STUDY MATERIAL below:
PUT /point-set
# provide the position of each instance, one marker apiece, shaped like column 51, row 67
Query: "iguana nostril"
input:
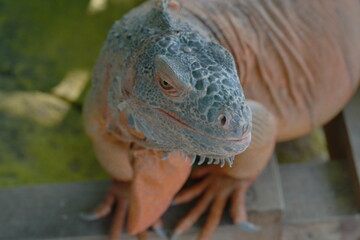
column 224, row 120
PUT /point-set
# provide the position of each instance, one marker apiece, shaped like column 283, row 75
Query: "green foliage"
column 41, row 41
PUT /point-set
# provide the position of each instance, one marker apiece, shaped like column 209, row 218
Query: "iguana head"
column 185, row 95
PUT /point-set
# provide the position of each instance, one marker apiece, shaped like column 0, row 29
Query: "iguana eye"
column 168, row 89
column 165, row 85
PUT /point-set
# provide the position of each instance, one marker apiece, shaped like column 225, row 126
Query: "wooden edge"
column 52, row 210
column 345, row 228
column 343, row 139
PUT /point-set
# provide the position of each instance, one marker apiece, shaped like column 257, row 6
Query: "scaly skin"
column 163, row 84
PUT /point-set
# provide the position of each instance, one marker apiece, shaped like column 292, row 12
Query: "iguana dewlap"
column 171, row 83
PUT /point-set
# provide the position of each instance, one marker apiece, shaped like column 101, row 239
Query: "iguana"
column 221, row 80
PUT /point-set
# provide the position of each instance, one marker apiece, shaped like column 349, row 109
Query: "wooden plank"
column 351, row 115
column 316, row 191
column 51, row 211
column 344, row 228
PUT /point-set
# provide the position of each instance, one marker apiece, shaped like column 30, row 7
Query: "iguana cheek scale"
column 166, row 87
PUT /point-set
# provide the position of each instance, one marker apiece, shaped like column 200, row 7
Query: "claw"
column 175, row 235
column 230, row 160
column 222, row 162
column 193, row 158
column 202, row 160
column 89, row 216
column 159, row 230
column 248, row 226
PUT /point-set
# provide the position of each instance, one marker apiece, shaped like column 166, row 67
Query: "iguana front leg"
column 230, row 183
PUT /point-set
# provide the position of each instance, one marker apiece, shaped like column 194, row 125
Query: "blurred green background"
End of STUDY MATERIAL.
DIRECTIONS
Could you write out all the records exactly, without the pictures?

RESPONSE BOX
PUT /point-set
# provide the position of each instance, one marker apiece, shaped like column 51, row 67
Query: "iguana nostril"
input:
column 224, row 120
PUT /point-set
# provide the position of each instance, one marker apiece, shaped like column 283, row 75
Query: "green foliage"
column 41, row 41
PUT /point-set
# provide the position of each instance, one marker apiece, shaped like column 209, row 218
Query: "iguana head"
column 185, row 95
PUT /point-set
# provide the position of each instance, one marker apiece, shaped like column 0, row 29
Query: "iguana eye"
column 168, row 89
column 165, row 85
PUT /point-set
# provide the position of each instance, one marker apiece, shaped like column 225, row 126
Query: "wooden edge"
column 52, row 210
column 345, row 228
column 343, row 139
PUT /point-set
# provide the position of each instance, one marker apiece, shaped like column 257, row 6
Query: "scaly skin"
column 163, row 84
PUT /point-set
# provide the position of each instance, one marker apiece, shaped like column 292, row 12
Query: "iguana dewlap"
column 171, row 83
PUT /point-set
# provide the position of each instance, one marker apiece, shaped like column 101, row 239
Query: "iguana"
column 221, row 80
PUT /point-set
# provide the position of each instance, one marker apiece, shaped like column 349, row 109
Query: "wooden plank"
column 351, row 115
column 316, row 191
column 51, row 211
column 344, row 228
PUT /point-set
# provide the position of each instance, one marker apiece, shaped like column 30, row 7
Query: "iguana cheek scale"
column 166, row 87
PUT /point-set
# provide the position of each instance, one marker apiece, shaped like column 200, row 7
Query: "claw"
column 175, row 235
column 230, row 160
column 222, row 162
column 193, row 158
column 202, row 160
column 89, row 216
column 159, row 230
column 248, row 226
PUT /point-set
# provide the position of each instance, one marker apiece, shaped like column 166, row 67
Query: "iguana front leg"
column 230, row 183
PUT /point-set
# provide the position of each instance, one marker apiece, shaped like column 194, row 125
Query: "blurred green background"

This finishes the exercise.